▶ [What you are asked to do]
In the listing below, find the line containing "point: bald head". Write out that line and every line after it to the end, exactly and only those.

▶ [Information supplied]
● ● ● ● ●

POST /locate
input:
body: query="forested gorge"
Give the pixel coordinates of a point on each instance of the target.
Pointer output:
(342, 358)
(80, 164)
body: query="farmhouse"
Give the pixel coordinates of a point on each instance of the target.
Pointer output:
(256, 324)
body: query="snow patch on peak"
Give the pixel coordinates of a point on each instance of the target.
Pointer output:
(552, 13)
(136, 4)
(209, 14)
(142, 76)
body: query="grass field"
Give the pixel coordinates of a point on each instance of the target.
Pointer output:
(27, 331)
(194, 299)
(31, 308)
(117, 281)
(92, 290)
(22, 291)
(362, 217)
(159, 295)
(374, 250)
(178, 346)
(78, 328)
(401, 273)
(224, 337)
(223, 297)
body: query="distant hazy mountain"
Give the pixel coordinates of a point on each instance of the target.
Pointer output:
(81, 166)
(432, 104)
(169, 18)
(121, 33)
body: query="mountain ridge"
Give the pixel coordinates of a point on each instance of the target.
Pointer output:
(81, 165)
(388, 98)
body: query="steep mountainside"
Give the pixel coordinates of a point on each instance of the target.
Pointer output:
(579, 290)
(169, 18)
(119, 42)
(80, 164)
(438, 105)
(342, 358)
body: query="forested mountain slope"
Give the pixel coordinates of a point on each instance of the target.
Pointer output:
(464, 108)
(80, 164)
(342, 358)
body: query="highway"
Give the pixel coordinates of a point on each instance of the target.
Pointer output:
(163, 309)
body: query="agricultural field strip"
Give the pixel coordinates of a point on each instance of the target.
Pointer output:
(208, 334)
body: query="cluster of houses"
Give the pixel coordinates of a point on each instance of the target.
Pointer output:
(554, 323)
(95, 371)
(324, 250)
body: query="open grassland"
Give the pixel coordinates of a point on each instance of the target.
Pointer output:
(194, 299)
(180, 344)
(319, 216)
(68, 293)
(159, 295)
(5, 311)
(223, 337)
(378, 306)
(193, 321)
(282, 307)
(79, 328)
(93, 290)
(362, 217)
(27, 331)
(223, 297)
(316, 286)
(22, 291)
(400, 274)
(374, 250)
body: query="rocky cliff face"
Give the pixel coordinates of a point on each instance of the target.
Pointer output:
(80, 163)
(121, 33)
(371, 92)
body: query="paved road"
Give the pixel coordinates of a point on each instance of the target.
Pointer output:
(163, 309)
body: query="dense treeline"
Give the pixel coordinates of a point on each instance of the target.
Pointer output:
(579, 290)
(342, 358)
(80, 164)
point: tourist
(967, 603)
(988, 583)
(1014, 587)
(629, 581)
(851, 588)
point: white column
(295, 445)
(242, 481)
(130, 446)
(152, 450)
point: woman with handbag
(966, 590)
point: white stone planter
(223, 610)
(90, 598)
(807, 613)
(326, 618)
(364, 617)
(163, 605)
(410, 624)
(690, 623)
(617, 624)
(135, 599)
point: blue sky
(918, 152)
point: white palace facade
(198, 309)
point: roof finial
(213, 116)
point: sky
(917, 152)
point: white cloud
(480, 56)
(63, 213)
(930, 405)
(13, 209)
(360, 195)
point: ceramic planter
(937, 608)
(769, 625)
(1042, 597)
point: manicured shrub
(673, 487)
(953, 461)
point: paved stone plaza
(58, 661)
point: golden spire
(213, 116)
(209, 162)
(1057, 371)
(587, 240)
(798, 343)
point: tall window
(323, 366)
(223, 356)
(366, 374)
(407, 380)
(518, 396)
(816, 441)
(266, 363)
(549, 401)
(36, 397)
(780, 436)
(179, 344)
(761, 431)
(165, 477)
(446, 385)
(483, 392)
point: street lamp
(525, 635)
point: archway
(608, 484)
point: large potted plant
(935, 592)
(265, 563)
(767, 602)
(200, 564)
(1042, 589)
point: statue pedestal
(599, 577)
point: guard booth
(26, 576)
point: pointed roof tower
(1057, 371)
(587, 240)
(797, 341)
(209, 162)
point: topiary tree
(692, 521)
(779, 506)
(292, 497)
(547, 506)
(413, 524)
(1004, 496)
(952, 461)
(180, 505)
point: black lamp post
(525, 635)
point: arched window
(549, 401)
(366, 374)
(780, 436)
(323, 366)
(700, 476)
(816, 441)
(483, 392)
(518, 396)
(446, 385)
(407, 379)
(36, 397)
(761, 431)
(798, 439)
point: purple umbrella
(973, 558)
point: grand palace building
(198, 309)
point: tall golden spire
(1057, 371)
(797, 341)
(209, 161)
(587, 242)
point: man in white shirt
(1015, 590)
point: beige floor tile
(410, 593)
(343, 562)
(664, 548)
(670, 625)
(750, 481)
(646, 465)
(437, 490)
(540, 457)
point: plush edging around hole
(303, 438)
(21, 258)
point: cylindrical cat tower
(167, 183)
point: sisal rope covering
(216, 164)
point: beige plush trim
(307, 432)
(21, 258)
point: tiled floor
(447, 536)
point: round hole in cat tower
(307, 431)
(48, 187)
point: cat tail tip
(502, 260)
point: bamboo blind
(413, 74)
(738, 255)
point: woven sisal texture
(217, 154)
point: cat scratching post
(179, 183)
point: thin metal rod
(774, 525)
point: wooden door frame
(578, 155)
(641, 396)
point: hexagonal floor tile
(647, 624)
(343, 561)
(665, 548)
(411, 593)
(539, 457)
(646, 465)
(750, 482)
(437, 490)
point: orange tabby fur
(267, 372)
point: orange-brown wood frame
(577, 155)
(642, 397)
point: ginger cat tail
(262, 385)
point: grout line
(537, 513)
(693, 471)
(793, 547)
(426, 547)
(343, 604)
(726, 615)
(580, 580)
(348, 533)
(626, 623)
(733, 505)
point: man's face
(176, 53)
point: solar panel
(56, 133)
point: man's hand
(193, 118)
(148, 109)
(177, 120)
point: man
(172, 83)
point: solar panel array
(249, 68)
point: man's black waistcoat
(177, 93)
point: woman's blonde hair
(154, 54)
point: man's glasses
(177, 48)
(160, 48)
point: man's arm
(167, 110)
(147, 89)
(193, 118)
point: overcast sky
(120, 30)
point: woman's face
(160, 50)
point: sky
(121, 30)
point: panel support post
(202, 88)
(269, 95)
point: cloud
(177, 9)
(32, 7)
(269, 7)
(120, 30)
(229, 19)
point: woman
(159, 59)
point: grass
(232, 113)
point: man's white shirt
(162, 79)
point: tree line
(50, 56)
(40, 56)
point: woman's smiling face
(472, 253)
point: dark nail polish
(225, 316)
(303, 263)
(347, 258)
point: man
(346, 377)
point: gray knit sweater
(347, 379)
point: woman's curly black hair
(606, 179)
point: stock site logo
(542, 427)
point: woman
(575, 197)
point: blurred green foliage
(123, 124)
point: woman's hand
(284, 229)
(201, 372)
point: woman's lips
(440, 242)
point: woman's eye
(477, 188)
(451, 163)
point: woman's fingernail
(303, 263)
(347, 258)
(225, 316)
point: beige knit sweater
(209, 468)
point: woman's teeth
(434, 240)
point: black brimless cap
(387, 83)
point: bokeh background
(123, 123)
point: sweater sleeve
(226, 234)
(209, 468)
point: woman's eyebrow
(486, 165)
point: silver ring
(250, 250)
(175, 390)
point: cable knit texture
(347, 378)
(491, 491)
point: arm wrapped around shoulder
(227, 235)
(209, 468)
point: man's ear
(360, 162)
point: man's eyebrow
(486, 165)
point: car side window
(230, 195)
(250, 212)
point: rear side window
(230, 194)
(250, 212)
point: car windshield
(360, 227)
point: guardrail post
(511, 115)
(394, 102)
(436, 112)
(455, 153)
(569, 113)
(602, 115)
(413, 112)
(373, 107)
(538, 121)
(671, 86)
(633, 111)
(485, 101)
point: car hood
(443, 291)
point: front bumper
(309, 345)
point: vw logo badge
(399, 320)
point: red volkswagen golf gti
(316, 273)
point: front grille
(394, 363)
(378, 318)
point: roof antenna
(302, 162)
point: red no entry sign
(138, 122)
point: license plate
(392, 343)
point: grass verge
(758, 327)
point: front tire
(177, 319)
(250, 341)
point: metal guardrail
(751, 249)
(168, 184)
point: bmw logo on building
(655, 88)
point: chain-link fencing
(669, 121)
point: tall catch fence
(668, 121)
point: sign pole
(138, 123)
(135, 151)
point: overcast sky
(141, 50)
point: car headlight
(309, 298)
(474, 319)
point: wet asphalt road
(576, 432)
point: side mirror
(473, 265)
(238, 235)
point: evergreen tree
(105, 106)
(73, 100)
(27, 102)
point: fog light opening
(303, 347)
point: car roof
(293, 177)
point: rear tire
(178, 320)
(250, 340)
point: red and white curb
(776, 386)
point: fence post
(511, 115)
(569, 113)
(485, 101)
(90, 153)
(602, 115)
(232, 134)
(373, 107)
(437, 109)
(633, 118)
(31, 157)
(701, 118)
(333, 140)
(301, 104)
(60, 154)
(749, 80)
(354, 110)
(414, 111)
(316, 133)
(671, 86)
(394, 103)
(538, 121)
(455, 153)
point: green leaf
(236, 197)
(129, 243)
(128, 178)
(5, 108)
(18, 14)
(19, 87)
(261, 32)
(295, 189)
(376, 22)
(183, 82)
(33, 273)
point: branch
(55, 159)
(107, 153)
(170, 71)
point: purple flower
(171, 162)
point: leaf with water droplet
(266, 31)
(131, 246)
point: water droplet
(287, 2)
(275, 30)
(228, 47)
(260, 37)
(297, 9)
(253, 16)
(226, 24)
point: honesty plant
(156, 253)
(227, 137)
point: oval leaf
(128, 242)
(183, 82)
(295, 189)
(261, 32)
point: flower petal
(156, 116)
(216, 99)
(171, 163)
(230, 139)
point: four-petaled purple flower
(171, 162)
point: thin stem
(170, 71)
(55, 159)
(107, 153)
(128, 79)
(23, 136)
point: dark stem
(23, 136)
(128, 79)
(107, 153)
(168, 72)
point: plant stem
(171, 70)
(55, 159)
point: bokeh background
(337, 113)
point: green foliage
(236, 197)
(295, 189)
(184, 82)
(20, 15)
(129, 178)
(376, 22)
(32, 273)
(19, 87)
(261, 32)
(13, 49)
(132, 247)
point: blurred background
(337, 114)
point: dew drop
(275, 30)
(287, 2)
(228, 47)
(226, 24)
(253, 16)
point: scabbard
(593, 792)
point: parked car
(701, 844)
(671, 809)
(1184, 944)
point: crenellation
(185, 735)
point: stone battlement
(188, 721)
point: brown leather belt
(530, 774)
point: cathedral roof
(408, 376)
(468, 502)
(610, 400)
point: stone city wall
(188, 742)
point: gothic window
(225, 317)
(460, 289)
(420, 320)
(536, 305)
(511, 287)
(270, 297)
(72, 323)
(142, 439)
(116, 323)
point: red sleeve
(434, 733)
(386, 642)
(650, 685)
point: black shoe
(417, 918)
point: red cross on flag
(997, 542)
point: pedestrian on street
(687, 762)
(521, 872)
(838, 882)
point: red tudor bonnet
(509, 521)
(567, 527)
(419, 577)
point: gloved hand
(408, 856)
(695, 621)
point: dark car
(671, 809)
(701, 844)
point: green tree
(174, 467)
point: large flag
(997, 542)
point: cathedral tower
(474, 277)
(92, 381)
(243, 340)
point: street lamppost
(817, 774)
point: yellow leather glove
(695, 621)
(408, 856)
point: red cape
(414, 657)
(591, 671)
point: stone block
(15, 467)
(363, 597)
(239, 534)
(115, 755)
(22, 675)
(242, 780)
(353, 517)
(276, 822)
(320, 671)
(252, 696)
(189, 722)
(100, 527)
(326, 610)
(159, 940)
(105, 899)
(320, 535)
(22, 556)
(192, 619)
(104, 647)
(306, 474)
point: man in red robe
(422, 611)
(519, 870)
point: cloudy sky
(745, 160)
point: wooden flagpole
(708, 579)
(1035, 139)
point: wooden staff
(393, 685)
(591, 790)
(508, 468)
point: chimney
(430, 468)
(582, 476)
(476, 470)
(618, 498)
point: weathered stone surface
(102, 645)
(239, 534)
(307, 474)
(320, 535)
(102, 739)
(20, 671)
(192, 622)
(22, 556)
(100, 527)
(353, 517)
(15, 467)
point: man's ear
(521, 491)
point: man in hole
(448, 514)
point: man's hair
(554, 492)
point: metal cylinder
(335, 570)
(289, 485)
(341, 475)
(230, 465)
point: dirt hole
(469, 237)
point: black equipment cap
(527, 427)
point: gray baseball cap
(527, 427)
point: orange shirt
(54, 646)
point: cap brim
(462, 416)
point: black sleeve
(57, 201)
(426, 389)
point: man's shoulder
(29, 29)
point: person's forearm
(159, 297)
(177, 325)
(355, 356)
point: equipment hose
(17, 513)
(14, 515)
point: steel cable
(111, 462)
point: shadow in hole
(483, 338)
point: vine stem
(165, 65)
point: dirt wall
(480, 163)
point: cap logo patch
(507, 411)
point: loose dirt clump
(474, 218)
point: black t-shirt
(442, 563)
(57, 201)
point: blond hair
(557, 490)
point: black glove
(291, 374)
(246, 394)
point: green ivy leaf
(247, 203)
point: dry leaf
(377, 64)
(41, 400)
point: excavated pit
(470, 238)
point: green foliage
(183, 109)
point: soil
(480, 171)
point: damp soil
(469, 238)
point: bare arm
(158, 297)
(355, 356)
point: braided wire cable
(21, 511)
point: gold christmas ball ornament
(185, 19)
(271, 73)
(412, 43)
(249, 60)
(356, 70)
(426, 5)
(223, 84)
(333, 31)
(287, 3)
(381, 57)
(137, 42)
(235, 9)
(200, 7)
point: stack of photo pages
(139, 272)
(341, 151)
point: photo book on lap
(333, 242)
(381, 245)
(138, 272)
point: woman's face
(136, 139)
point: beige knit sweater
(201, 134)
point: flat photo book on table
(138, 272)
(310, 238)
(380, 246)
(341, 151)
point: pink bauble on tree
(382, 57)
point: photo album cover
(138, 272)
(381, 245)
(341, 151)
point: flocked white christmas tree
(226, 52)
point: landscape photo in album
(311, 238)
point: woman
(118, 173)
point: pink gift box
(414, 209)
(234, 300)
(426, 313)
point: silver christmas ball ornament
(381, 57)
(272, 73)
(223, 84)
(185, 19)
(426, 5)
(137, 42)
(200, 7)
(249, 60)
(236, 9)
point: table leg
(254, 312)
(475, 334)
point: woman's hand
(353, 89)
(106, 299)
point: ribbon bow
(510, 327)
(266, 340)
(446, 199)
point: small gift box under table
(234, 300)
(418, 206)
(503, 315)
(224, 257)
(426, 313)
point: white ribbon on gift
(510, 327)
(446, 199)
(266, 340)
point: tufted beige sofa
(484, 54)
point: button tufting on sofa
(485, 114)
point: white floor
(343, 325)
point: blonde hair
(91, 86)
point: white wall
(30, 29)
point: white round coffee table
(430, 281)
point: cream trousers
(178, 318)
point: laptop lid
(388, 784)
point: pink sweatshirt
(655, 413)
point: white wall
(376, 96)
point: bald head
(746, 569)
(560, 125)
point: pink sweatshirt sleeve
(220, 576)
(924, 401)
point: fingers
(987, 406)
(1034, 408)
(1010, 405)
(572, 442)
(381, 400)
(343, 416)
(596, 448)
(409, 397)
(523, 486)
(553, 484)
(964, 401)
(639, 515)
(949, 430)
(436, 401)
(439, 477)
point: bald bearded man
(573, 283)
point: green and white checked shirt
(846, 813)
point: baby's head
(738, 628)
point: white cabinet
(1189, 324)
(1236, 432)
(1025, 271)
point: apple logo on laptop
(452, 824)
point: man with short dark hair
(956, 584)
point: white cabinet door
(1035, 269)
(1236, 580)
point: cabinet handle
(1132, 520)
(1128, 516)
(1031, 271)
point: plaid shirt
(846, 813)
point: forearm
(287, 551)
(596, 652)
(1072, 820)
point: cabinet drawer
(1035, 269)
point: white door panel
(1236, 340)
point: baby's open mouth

● ● ● ● ●

▶ [The reply]
point: bald head
(746, 569)
(560, 125)
point: pink sweatshirt sleeve
(220, 576)
(924, 401)
point: fingers
(987, 406)
(1034, 408)
(1010, 405)
(572, 442)
(381, 400)
(343, 416)
(596, 448)
(409, 397)
(523, 486)
(553, 484)
(964, 401)
(639, 515)
(949, 430)
(436, 401)
(439, 477)
point: bald bearded man
(573, 283)
point: green and white checked shirt
(846, 813)
point: baby's head
(738, 628)
point: white cabinet
(1189, 324)
(1236, 432)
(1025, 271)
point: apple logo on laptop
(452, 824)
point: man with short dark hair
(956, 584)
point: white cabinet door
(1035, 269)
(1236, 580)
point: cabinet handle
(1132, 520)
(1128, 516)
(1031, 271)
point: plaid shirt
(846, 813)
point: forearm
(287, 551)
(596, 652)
(1072, 820)
point: cabinet drawer
(1035, 269)
point: white door panel
(1236, 340)
point: baby's open mouth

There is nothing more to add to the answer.